== Listed records ==

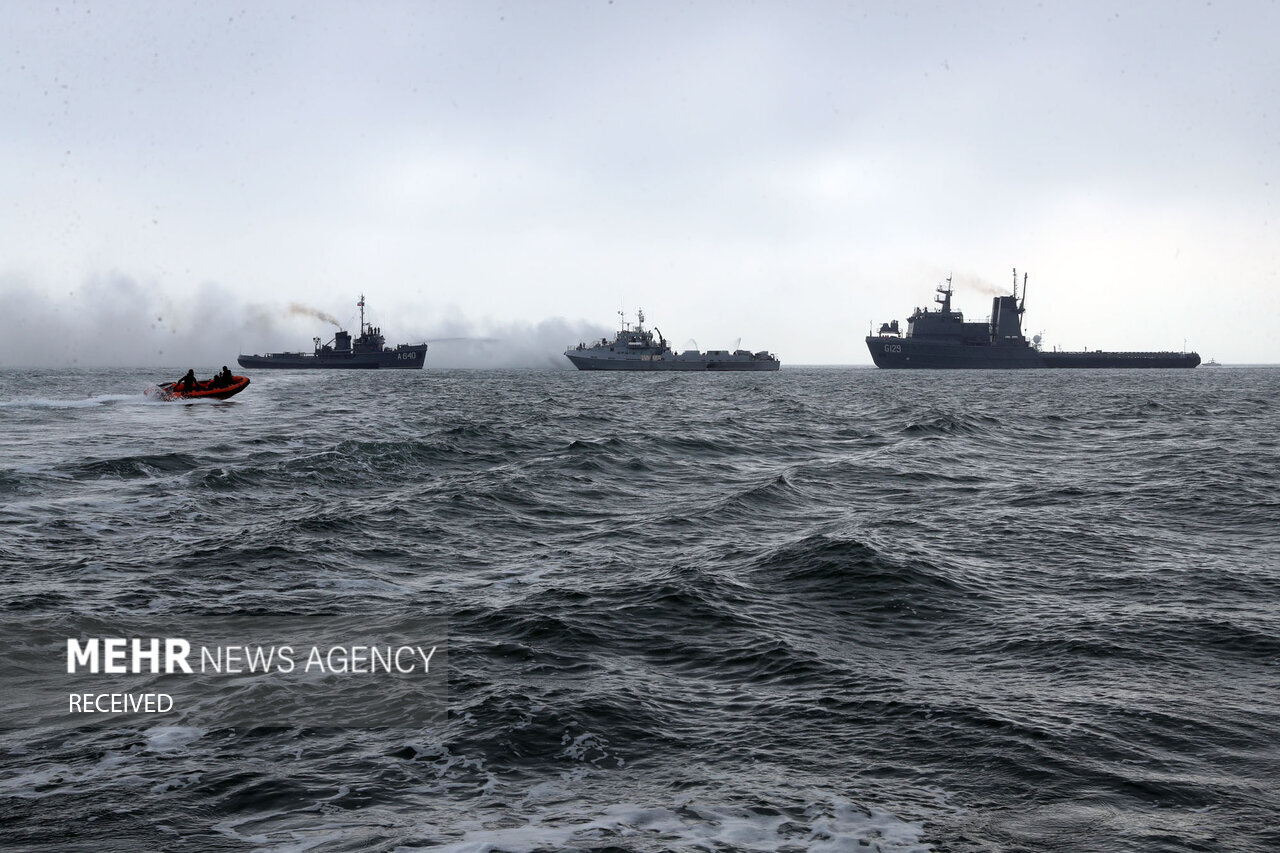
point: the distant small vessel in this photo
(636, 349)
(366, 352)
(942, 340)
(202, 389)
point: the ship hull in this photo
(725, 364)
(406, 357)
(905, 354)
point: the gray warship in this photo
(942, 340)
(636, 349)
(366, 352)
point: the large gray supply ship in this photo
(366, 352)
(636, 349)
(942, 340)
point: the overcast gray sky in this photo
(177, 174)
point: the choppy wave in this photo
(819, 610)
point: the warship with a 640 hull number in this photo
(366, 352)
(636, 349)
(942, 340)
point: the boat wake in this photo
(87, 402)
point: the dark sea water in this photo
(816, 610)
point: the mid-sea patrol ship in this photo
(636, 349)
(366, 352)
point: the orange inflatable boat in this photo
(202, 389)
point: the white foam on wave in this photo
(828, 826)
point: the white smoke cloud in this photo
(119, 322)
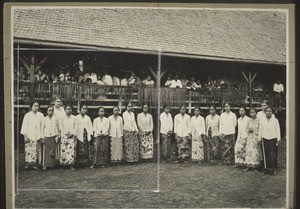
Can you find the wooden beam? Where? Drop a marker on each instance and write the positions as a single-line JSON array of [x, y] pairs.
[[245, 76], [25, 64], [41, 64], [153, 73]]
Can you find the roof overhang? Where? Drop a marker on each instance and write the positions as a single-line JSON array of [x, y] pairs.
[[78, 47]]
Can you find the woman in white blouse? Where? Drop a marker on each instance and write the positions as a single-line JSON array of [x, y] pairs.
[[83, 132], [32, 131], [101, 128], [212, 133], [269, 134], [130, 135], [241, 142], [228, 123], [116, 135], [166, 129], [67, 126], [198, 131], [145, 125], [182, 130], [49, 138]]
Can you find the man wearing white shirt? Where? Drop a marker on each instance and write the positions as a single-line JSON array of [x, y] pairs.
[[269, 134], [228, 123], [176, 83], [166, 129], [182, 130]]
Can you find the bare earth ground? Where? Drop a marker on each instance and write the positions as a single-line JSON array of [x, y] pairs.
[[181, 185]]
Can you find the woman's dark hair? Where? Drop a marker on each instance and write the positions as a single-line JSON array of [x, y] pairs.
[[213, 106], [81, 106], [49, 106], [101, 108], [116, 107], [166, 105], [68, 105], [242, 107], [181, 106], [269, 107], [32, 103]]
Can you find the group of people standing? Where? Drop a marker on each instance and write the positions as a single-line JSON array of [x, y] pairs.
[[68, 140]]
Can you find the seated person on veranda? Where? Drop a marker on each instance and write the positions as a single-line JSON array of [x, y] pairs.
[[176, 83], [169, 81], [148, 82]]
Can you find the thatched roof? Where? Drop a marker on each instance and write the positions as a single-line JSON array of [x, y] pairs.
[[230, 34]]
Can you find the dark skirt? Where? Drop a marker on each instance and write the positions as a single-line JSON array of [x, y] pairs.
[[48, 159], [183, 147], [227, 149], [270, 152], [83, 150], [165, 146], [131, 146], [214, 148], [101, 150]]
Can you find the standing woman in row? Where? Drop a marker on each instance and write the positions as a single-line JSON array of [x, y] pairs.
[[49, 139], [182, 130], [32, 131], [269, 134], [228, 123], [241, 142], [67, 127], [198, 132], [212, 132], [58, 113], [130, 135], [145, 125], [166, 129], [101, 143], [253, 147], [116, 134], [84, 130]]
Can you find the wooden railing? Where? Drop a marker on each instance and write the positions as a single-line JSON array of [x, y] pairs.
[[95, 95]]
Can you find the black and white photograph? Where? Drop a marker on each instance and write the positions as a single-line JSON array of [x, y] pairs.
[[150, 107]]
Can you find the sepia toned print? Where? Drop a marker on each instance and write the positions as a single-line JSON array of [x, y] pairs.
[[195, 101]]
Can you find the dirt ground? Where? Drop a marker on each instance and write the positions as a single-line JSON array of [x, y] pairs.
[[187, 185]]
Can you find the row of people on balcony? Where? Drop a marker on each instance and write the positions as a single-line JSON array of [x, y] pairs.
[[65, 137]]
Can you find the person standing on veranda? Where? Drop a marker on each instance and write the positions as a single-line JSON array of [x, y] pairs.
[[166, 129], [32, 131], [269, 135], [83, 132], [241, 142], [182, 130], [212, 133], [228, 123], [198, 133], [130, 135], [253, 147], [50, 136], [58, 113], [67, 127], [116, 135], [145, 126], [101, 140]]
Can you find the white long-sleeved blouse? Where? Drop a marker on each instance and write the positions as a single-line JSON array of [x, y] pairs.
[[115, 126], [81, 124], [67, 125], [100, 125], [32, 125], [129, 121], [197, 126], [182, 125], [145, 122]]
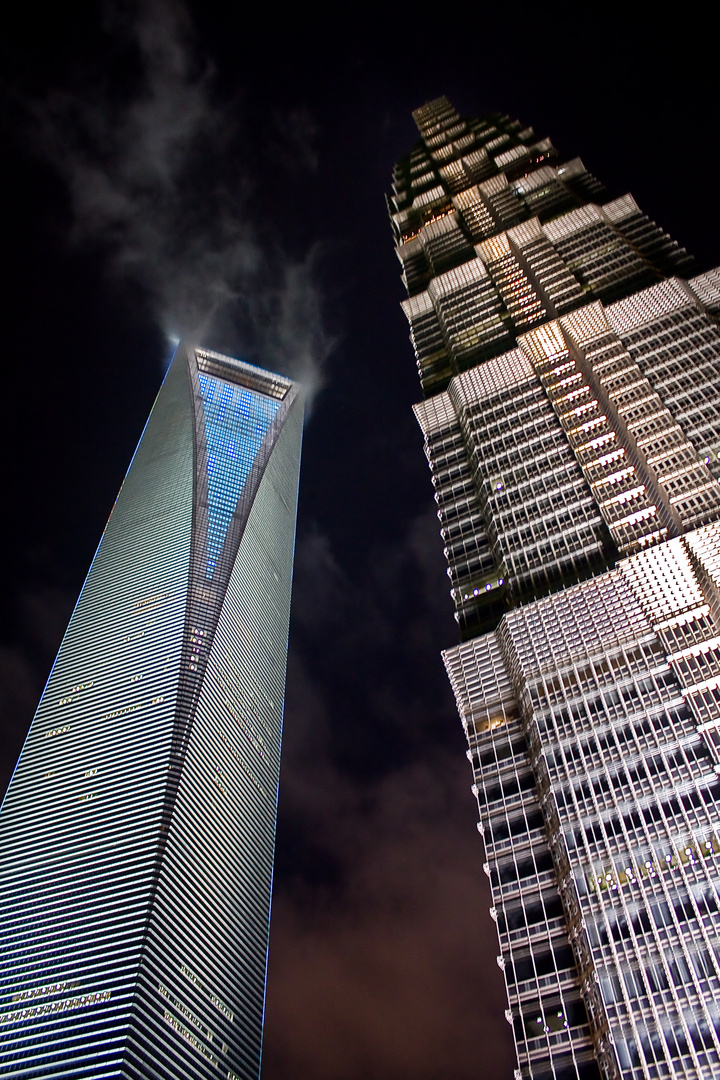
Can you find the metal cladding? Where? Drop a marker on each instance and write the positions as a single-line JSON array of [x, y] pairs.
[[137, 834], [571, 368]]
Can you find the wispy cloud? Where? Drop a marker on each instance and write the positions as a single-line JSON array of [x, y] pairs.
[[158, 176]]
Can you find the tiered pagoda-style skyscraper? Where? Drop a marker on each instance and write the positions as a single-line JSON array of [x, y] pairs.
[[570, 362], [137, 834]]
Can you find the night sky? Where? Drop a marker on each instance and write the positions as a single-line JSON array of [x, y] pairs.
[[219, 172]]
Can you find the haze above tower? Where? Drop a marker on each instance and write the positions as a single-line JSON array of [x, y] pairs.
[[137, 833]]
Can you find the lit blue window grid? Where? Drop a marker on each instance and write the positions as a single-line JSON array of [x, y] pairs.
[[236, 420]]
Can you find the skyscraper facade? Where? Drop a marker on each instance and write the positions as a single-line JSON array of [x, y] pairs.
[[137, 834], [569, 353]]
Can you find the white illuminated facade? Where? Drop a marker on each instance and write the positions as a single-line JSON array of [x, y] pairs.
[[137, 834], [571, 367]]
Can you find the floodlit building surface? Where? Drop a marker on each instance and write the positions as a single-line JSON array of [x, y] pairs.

===
== Listed records ==

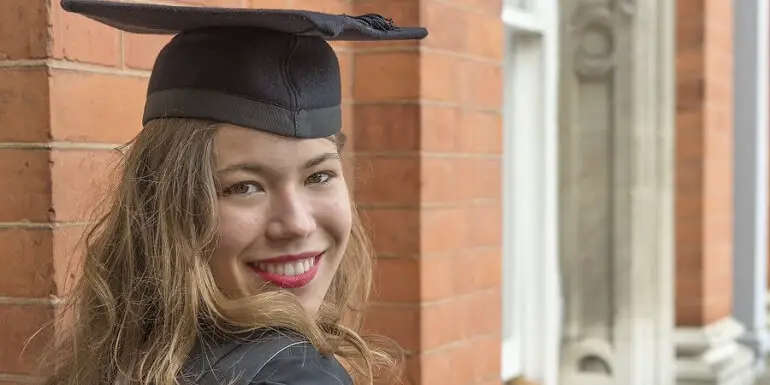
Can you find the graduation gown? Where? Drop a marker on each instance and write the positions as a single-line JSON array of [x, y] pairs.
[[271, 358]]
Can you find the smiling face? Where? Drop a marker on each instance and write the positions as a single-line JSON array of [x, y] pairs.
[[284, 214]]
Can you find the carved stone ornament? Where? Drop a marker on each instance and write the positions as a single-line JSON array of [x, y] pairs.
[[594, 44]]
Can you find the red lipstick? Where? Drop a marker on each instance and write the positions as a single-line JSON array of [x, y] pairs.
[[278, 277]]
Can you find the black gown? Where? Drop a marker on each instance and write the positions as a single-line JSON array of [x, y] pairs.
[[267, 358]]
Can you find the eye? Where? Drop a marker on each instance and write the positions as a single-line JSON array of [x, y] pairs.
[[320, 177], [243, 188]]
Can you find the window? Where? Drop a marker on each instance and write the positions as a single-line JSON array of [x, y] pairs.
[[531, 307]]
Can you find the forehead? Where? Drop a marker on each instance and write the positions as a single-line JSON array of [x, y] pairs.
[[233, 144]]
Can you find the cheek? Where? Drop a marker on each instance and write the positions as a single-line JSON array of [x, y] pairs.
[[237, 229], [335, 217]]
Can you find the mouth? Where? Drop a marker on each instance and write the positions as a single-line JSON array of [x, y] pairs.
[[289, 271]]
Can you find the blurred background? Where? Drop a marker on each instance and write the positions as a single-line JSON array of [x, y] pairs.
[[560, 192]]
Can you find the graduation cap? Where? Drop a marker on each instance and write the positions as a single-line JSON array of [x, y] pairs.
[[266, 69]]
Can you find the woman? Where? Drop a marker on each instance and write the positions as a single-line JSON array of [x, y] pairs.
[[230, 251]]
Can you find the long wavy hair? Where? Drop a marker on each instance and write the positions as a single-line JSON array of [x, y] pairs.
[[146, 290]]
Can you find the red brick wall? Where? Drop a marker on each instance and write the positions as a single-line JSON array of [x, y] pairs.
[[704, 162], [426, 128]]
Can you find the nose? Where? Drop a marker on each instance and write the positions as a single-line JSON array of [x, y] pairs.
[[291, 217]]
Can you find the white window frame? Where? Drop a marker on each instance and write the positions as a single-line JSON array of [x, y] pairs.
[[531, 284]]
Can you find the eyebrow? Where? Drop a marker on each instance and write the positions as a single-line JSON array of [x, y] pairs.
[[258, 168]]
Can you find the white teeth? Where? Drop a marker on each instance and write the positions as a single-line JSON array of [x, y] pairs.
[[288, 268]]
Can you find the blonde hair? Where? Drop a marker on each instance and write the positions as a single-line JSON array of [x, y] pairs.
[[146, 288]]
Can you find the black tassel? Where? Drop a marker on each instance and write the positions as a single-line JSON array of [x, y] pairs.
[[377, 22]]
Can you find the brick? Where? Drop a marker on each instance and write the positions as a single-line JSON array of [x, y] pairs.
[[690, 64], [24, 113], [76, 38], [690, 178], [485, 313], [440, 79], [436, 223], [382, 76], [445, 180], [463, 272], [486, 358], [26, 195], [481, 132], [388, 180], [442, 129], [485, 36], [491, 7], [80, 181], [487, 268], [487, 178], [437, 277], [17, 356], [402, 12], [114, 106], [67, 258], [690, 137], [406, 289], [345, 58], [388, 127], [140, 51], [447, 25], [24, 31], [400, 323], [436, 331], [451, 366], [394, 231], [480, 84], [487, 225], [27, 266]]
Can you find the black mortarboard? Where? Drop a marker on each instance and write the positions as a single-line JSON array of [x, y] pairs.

===

### What the task asks
Going down the listing above, begin printing at the line with "Can you find the brick?" and finish with the line with "Can you find the black mortarboard?", exactly as they appear.

### Output of the task
Can you find the brick? Where? Drop a marker on each instance and write the positions as a single-line JSON array of [x, y] pairs.
[[690, 64], [24, 113], [76, 38], [690, 178], [485, 313], [440, 79], [436, 223], [382, 76], [445, 180], [463, 272], [486, 358], [26, 195], [481, 132], [388, 180], [442, 129], [485, 36], [491, 7], [80, 181], [487, 268], [487, 178], [437, 277], [17, 356], [402, 12], [114, 106], [67, 258], [690, 137], [406, 289], [345, 58], [388, 127], [140, 51], [447, 25], [24, 31], [400, 323], [436, 331], [451, 366], [394, 231], [480, 84], [487, 225], [27, 266]]
Can you find the black mortarboard? Where? Drop a marker on each instance and write the positions as a single-line JSON array of [x, y] pairs.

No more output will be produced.